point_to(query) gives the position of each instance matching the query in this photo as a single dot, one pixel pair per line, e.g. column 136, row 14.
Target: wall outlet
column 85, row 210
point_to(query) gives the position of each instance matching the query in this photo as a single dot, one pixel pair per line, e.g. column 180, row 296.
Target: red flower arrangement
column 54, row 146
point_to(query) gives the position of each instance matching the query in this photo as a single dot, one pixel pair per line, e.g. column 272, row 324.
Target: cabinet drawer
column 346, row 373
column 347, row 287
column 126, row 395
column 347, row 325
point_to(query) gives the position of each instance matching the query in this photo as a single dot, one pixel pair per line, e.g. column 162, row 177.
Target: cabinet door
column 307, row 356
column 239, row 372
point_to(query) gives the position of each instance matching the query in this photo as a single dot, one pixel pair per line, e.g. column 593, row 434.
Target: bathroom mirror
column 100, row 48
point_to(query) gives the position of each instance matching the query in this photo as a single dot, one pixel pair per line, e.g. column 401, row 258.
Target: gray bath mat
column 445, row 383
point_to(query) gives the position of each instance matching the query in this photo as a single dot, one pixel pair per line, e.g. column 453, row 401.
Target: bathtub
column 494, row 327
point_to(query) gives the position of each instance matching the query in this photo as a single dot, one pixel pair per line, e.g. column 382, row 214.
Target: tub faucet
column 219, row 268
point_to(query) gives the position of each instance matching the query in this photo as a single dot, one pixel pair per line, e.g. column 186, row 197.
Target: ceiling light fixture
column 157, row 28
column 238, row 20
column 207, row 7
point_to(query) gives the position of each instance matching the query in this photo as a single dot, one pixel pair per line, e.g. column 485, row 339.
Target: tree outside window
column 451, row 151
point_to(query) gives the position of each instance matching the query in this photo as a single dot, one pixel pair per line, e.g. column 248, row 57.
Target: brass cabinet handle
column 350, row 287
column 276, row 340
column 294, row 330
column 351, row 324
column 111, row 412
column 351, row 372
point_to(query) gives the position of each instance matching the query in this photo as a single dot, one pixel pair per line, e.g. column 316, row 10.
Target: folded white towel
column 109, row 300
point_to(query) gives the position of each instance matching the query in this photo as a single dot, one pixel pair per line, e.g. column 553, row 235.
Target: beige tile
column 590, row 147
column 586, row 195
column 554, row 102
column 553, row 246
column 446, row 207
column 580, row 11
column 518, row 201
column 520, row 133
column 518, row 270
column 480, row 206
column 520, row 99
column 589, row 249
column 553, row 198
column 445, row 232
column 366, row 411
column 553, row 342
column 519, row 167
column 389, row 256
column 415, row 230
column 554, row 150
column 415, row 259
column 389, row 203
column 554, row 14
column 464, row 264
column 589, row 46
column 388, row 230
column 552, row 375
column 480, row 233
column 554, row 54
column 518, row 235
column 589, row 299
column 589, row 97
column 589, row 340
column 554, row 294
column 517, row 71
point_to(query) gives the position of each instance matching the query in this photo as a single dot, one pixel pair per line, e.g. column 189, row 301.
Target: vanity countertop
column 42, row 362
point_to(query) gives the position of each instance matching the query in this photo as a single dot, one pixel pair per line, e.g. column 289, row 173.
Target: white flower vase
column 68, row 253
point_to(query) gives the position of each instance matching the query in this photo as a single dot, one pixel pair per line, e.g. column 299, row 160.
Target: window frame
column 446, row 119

● ● ● ● ● ● ●

* _Instructions for the task_
Recast the lines from the one containing "180, row 296." through the one containing "column 445, row 383", both included, as a JSON list of strings with one string per line and blank lines omitted.

* _Full answer_
[
  "point_to(query) gives the position of each instance matching the query in this photo as a single dot, one pixel pair per line, e.g. column 180, row 296.",
  "Target: red flower arrangement",
  "column 54, row 146",
  "point_to(query) gives the position of each instance matching the query in this photo as a single dot, one pixel pair per line, e.g. column 272, row 324.",
  "Target: cabinet drawer",
  "column 346, row 373",
  "column 347, row 287",
  "column 126, row 395",
  "column 347, row 325",
  "point_to(query) gives the position of each instance matching the query in this photo as a single dot, one pixel pair per line, e.g. column 162, row 177.",
  "Target: cabinet door",
  "column 307, row 356",
  "column 239, row 372",
  "point_to(query) gives the position of each instance matching the query in this photo as a single dot, one pixel pair per line, e.g. column 593, row 434.",
  "Target: bathroom mirror",
  "column 100, row 48",
  "point_to(query) gives the position of each instance matching the query in this photo as a single dot, one pixel pair per line, e.g. column 401, row 258.",
  "Target: gray bath mat",
  "column 445, row 383"
]